• Task instructions: Quote the listing below in full and exactly as written, but omit every picture.

• Extracted entries:

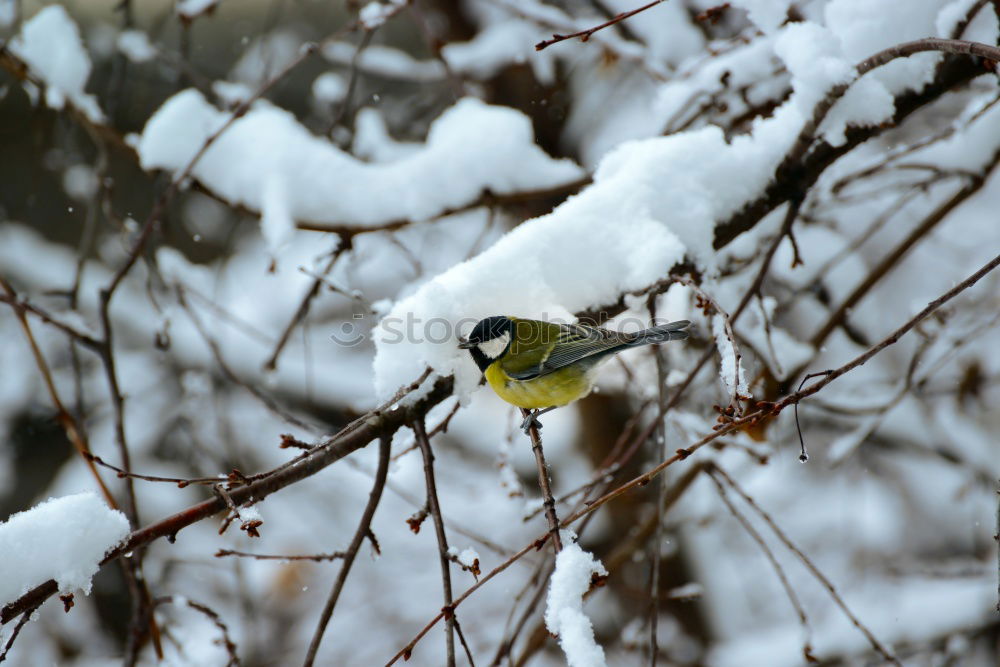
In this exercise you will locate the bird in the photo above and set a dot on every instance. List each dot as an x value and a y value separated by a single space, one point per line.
541 366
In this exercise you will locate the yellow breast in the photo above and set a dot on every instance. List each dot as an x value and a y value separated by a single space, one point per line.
555 389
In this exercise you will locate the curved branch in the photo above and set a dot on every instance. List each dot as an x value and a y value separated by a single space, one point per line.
802 167
382 420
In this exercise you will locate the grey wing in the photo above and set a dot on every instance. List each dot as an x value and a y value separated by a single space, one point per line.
576 342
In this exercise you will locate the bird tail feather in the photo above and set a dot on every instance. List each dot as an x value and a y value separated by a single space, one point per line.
662 334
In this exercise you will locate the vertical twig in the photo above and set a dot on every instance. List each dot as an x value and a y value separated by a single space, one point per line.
543 481
364 529
827 584
661 492
435 508
775 565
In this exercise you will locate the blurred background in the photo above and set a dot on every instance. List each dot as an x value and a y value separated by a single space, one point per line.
223 342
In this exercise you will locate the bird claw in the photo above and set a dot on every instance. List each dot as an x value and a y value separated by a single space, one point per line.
529 421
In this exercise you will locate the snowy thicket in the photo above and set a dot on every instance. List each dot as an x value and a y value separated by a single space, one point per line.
231 231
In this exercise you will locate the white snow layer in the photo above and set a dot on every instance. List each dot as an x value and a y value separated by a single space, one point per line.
270 163
50 44
63 539
652 203
564 604
730 369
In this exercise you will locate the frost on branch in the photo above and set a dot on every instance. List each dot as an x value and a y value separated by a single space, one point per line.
50 44
564 617
63 539
268 162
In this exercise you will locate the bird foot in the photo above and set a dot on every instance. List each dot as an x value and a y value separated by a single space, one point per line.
529 421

• Solution to this problem:
In this exercise you will locate the bird in the photo above and set a dot on every instance. List each dot as an x value and a y value separated by a single space, one point per line.
541 366
In this exercise you will locate the yellow breast in the photo above and set a dot on every instance. List each dot as an x value and a y value separated by a single space, one point per line.
555 389
In this exercise you will locate the curved branch in the photo above and set a dot on every instance. List each dot as an x value and a y value separated by a single space, one point per line.
802 167
382 420
In this exercise you will locate the grey wing in the photo above and set a dot on every instance. List each dot as an x value and a y value separated by a single space, one point per line.
576 342
In this exercise you will locate the bird tail feather in the photo above and set a dot on every instance. List each dot as an x value and a y value separated by a single space, one point per line.
662 334
In this exercise you will locate the vertical twig in the photo above and set a dot on every instance. List each dot as an x value and a y value separated by a single space, one point per line.
543 481
364 529
827 584
661 492
435 508
775 565
In this exercise you will locate the blurred background in the photo above and set a dot on every instance. List each dot as an x value and a y value separated by a single space, one point per line.
223 342
In this exercise you will locate the bird claw in the photo above and set a dot on every instance. List each dot as an x value and a y value separated by a single space, one point per line.
529 421
In this exercise you will locate the snowy thicket in the photo above and set a dot on every instance. List each dot as an x value and a y value separated by a single space, one point per line.
231 231
In this exercise you will locate the white snow layer in the photo above and set a dot on every instance. List each dot as an x value and a y value separated by a single space, one point per line.
270 163
50 44
63 539
652 203
564 604
730 369
In this exercise you will locate the frost on branch in the photo above and set a dot on every instance. List each dot as an x value and a y value separated by a single space, one point per line.
50 44
564 617
63 539
268 162
In this exercise you will locate the bird foot in the photo above and set a dot on every instance. List each dot as an x value and a y value separated by a single space, one point per line.
529 421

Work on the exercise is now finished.